§ **EXERCISE**: Carry none of the pictures over; set down the material below exactly.

Rows from a pointing dataset
********************
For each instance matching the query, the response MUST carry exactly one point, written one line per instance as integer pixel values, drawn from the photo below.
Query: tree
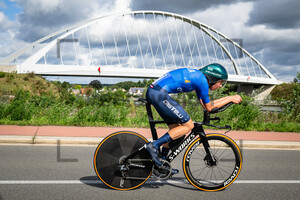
(96, 84)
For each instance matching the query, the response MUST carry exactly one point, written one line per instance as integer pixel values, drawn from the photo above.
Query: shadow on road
(178, 182)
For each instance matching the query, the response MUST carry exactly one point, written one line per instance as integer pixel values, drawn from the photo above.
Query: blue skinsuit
(176, 81)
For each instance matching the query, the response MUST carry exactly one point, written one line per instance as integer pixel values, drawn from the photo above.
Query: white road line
(95, 182)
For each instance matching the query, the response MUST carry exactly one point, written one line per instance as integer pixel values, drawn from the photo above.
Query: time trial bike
(211, 162)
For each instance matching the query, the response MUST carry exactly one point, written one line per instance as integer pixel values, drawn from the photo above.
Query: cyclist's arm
(222, 101)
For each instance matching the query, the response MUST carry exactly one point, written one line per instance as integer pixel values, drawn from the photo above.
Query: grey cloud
(276, 14)
(37, 22)
(179, 6)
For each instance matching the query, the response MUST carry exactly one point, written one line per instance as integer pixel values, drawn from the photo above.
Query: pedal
(162, 172)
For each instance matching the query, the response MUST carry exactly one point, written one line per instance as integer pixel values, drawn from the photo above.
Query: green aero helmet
(214, 72)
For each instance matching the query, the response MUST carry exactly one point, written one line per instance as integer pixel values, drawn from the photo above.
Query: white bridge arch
(141, 44)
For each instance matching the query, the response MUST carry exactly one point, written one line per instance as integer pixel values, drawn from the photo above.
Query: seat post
(151, 121)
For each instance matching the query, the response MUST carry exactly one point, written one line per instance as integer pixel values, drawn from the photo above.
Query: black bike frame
(197, 130)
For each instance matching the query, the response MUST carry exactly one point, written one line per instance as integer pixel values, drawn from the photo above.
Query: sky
(271, 27)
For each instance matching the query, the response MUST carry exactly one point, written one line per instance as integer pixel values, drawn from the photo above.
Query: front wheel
(212, 176)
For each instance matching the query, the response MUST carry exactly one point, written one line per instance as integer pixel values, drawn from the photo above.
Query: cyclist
(212, 77)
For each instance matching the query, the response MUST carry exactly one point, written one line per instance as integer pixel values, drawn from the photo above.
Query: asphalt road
(66, 172)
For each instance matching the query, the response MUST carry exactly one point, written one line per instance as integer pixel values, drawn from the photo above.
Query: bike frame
(197, 131)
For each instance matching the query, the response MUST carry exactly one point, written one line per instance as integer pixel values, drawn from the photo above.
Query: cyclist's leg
(169, 110)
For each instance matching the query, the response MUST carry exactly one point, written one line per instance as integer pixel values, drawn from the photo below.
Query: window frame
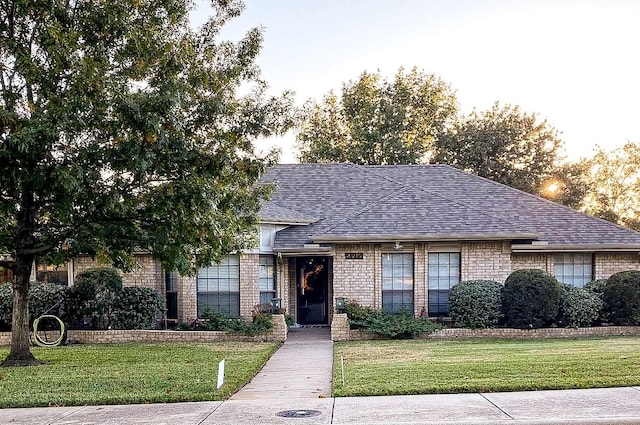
(220, 283)
(435, 289)
(396, 286)
(572, 277)
(264, 263)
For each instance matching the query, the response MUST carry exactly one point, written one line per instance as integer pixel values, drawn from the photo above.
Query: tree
(568, 184)
(613, 180)
(502, 144)
(376, 121)
(122, 131)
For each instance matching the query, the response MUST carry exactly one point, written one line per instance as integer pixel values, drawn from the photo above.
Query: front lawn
(131, 373)
(481, 365)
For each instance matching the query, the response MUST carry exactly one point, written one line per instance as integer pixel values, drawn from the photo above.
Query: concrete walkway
(301, 368)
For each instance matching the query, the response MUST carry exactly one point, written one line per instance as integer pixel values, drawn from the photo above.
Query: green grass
(131, 373)
(480, 365)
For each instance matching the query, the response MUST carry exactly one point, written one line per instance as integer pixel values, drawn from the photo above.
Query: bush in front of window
(137, 308)
(531, 299)
(261, 322)
(476, 304)
(621, 297)
(92, 297)
(579, 307)
(398, 325)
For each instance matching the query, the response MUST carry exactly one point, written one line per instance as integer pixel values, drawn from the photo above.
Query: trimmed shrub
(531, 299)
(92, 297)
(621, 297)
(399, 325)
(42, 297)
(213, 321)
(476, 304)
(579, 307)
(596, 287)
(137, 308)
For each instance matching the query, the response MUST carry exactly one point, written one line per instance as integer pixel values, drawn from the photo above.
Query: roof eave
(439, 237)
(575, 247)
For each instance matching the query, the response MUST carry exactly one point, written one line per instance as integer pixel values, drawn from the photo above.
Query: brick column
(249, 290)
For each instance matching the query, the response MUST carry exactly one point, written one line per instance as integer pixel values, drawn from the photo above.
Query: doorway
(312, 287)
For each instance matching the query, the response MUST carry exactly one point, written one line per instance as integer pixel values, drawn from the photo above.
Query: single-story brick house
(390, 237)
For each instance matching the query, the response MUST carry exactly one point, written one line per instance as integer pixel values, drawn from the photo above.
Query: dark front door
(313, 290)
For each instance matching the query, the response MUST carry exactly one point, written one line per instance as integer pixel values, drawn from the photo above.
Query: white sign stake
(220, 373)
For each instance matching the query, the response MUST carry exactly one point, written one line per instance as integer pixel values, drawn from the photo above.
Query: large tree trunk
(20, 354)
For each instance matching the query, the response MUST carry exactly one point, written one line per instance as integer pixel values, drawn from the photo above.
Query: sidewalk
(294, 387)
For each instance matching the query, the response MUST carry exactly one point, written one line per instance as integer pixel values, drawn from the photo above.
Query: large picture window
(266, 278)
(397, 282)
(219, 287)
(444, 273)
(573, 268)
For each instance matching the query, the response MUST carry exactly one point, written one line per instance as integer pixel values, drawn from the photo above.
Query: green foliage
(376, 121)
(93, 297)
(399, 325)
(123, 129)
(614, 185)
(622, 298)
(6, 306)
(476, 304)
(579, 307)
(502, 144)
(531, 299)
(44, 296)
(137, 308)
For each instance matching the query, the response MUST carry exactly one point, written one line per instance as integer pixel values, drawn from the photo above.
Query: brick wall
(148, 273)
(356, 279)
(187, 298)
(541, 261)
(614, 262)
(486, 260)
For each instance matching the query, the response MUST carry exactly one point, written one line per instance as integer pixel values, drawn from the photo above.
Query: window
(219, 287)
(397, 282)
(171, 293)
(52, 274)
(266, 279)
(573, 268)
(6, 275)
(444, 273)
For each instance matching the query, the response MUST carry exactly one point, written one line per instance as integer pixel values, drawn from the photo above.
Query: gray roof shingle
(426, 202)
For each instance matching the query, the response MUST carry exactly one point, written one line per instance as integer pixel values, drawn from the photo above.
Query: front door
(313, 290)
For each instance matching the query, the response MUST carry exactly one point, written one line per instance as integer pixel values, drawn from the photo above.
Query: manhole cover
(298, 413)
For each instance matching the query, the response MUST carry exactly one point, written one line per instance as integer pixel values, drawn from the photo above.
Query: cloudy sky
(574, 62)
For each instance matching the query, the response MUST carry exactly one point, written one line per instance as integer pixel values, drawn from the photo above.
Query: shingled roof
(352, 203)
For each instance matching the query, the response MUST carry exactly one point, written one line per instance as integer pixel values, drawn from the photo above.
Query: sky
(575, 63)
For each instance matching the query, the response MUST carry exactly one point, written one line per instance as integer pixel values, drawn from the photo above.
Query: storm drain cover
(298, 413)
********************
§ **ANSWER TO THE EXERCISE**:
For each instance matching the query, the response MUST carry exactly one point, written one line per instance as integer pixel values, drawn from the photo below.
Query: tree
(96, 84)
For each instance matching the query, the response MUST carry exactly one point, written one line per instance as integer pixel values, drawn from the photo above.
Query: shadow on road
(178, 182)
For each instance matching the query, the response MUST carry exactly one point, written one line per instance as integer pixel values, drawn from the photo above.
Query: blue skinsuit
(176, 81)
For each instance matching the query, the response MUST carry exactly one point, written one line per instance as integer pixel values, drawn from the photo above.
Query: white road line
(95, 182)
For each instance matching the query, the response MUST carry exactly one point, written one line per instance as integer pixel values, drawn from the photo above.
Query: time trial bike
(211, 162)
For each instance matching the query, the response MUST carry exactly one point, written one line per instance as integer pixel values, drawn from the photo above.
Query: cyclist's arm
(222, 101)
For each instance matching the query, the response MUST carry exactly one point, written one line per instance as integer pixel values, drawn from the photo above.
Query: grey cloud
(276, 14)
(37, 22)
(179, 6)
For each instance matching the query, the response MUST carry exactly one point, written one line per instance as integer pixel values, drawn from the photo above.
Query: pedal
(162, 172)
For each instance matching the query, the response MUST carry exactly one point, written one line per instance as integer pixel values, drawn from the photo above.
Query: green aero helmet
(214, 72)
For each instance matching the query, the response MUST carry exactly one point, written one line per instance as integer pixel values, drawn from the photo above.
Query: white bridge arch
(141, 44)
For each instance matching the query, the response MUST carry exactly one point, written one line per instance as integer pixel values, drawn from the photo above.
Query: seat post
(151, 121)
For each instance matching the query, the response MUST carry exactly one point, written one line per instance as integer pixel values, drawn from the photo above.
Query: black bike frame
(197, 130)
For each instance matching the query, the response MUST carry exactly one point, written one line per instance as integer pixel values, drawn from the photo above.
Query: sky
(271, 27)
For each instance matching the query, the response MUST carry exactly one point, written one line per instance as integer pixel values, drawn from the photo above.
Query: front wheel
(212, 176)
For each instance matching the query, the response MUST carry exactly one point, written one line per instance as integer pixel values, drawn from the photo above.
Query: cyclist
(212, 77)
For each instance matching the query, the response MUST carry exactly one point, written one line per instance as integer pixel values, drawn from the photo above.
Query: asphalt road
(66, 172)
For each instance matching the query, the response MUST carry exactly one point, written one line per instance as integer pixel values, drawn from the photo above.
Query: bike frame
(197, 131)
For each instance matching the query, the response MUST carry exactly one point, written one line per instance as integer pixel values, drawn from the photo above.
Query: cyclist's leg
(169, 110)
For each instance matching the query, the response MUST carry exactly one point, written one line per instance as integer pixel values, drawn from the photo below.
Query: window frame
(220, 283)
(435, 289)
(396, 286)
(572, 277)
(264, 263)
For each instance matching the query, the response MUST carry exactly one point, written one line per instance as integer pixel values, drawn from the photo above.
Query: tree
(568, 184)
(613, 180)
(502, 144)
(376, 121)
(122, 131)
For each instance matching the query, the response MUST carry exactly one point, written one line per instance as integer pixel values, drawn from the photo above.
Query: front lawn
(131, 373)
(481, 365)
For each instance matching the query, the response MUST carry exactly one point, written one line per instance as integer pixel values, drawn from the photo above.
Query: concrete walkway
(301, 368)
For each instance matching the query, the response MUST carry exactly one point, written one line per instance as integer pixel values, drawn from the photo above.
Query: green grass
(131, 373)
(480, 365)
For each instance matching the query, the response MUST carry exactly one point, written one line per instance as integer pixel values, drawn from the photo above.
Query: bush in front of window
(137, 308)
(531, 299)
(261, 322)
(476, 304)
(621, 297)
(92, 297)
(579, 307)
(398, 325)
For each instance matching the query, the response MUST carry exactly one point, written one line per instance as integer pixel values, drawn from the photo above.
Query: trimmed shrub
(531, 299)
(92, 297)
(621, 297)
(399, 325)
(42, 297)
(213, 321)
(476, 304)
(579, 307)
(596, 287)
(137, 308)
For each instance matching the query, the response MUST carry exactly one point, written one line per instance as integer pixel values, drawn from the photo above.
Query: roof eave
(439, 237)
(575, 247)
For each instance matching the query, the response MUST carry exactly one point, written one line per instance as integer pixel values, drawn from the photo above.
Query: brick column
(249, 290)
For each instance matching the query, the response MUST carry exactly one point, written one line per instance as integer pixel values, drawn from the photo above.
Query: doorway
(312, 287)
For each instance matching the query, the response MUST carry exactly one point, written one line per instance as integer pixel values, drawn from the photo above.
Query: single-story brick house
(390, 237)
For each instance matching the query, the response MUST carry exactly one point, written one line per instance as integer pixel values, drawn from the photo above.
Query: dark front door
(313, 290)
For each instance matching the query, the response MUST carry exactly one point, written one line per instance as integer pixel values, drawn from the photo above.
Query: white sign stake
(220, 373)
For each instance matching the query, the response MUST carry exactly one point, written one line per instance as integer pixel values, drawn from the photo above.
Query: large tree trunk
(20, 354)
For each instance matching the query, the response MUST carry exactly one point, written one line per instance as integer pixel values, drawn from the photo above.
Query: sidewalk
(294, 387)
For each instance matching the query, the response MUST carry exactly one point, written one line per instance as integer pixel values, drawn from the photo above.
Query: large picture window
(266, 278)
(397, 282)
(219, 287)
(444, 273)
(573, 268)
For each instance matching the query, the response MUST carry exactly one point, written one line per instance as integer pixel values, drawn from the photo above.
Query: green foliage
(376, 121)
(93, 297)
(399, 325)
(123, 129)
(614, 185)
(622, 298)
(6, 306)
(476, 304)
(579, 307)
(502, 144)
(531, 299)
(44, 296)
(137, 308)
For each instance matching the query, the response MUST carry exactly one point, written one line per instance as integer pixel values, drawn from the photo above.
Query: brick wall
(148, 273)
(356, 279)
(187, 298)
(541, 261)
(614, 262)
(486, 260)
For each instance matching the query, the response MUST carry exactly one point, written one line per instance as integer pixel values, drawn from the photo above.
Query: window
(219, 287)
(397, 282)
(171, 293)
(52, 274)
(266, 279)
(573, 268)
(6, 275)
(444, 273)
For each instance matching the query, the response MUST carry exactly one point, written one line per instance as integer pixel values, drawn from the photo above.
Query: gray roof shingle
(426, 202)
For each instance matching the query, the response MUST carry exactly one point, written one line per instance as integer pixel values, drawn from the photo above.
Query: front door
(313, 290)
For each instance matching the query, the response MUST carry exactly one point, written one line per instance as integer pixel values, drawn from the photo above.
Query: manhole cover
(298, 413)
For each instance matching the query, the response MUST carry exactly one point, written one line per instance as integer pixel values, drawn from the photo above.
Query: cloudy sky
(574, 62)
For each instance matching the query, the response MUST carry exactly one point, written one line per instance as integer pixel values, drawn from the photo above.
Query: shingled roof
(352, 203)
For each instance matching the query, the response MUST carry exactly one point, written one line per instance as integer pixel values, drawn from the photo above.
Query: sky
(575, 63)
For each instance matching the query, the response MUST carry exactly one point, written one line per instance as integer pixel values, drawn from the photo above.
Query: storm drain cover
(298, 413)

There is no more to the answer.